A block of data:
***

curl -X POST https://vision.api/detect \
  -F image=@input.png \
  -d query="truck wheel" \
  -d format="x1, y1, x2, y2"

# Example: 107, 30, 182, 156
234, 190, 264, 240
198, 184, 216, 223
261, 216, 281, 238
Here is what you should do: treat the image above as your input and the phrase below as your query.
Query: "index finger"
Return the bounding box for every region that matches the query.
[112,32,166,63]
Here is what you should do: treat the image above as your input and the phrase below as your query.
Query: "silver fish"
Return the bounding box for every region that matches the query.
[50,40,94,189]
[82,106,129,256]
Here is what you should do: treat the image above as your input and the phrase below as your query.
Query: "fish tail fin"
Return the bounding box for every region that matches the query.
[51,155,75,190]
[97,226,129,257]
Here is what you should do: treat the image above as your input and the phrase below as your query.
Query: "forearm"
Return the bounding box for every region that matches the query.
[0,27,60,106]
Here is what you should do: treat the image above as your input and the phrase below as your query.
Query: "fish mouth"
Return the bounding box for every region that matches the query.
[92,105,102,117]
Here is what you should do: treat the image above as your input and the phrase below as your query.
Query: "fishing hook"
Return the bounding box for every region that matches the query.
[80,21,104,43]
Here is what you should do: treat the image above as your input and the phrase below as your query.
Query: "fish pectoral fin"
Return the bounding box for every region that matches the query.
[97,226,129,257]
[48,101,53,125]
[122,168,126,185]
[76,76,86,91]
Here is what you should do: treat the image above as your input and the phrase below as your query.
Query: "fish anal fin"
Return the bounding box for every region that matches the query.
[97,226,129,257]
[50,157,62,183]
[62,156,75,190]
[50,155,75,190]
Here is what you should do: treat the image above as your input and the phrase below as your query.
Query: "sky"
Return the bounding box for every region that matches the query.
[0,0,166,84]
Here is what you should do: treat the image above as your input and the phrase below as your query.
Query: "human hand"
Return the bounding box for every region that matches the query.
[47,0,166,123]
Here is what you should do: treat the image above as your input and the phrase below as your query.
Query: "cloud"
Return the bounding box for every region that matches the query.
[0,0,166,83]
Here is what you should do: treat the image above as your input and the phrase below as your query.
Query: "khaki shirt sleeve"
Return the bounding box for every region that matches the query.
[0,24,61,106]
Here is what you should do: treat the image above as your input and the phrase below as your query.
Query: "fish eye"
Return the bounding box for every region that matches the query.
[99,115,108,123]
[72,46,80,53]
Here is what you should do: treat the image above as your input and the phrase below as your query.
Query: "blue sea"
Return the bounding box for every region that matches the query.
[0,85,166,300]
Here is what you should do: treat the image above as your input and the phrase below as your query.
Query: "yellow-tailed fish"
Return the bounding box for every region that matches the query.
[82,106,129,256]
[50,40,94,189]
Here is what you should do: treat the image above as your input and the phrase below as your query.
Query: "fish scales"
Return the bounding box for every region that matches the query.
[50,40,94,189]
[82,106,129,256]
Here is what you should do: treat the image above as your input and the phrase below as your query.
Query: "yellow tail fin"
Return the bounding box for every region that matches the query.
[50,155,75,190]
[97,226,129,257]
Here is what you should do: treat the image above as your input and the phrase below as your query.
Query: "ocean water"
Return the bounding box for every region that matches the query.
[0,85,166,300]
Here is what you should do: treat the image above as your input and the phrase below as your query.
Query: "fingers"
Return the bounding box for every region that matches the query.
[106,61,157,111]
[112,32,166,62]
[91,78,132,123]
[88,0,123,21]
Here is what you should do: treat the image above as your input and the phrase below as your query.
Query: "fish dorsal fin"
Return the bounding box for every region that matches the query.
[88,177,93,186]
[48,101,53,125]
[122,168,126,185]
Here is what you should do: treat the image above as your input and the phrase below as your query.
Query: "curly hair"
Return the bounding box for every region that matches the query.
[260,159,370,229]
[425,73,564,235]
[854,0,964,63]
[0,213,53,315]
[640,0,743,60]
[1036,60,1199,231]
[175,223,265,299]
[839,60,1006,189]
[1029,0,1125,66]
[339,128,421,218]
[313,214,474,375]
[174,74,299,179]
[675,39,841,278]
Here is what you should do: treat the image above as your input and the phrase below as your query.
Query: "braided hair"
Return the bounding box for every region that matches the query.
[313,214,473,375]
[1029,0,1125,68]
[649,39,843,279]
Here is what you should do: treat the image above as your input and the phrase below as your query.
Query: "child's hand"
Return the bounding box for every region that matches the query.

***

What is being asked:
Gather every line of the records that contains the string "hair", treating case as significant.

The completed task:
Query: "curly hair"
Query: "braided hair"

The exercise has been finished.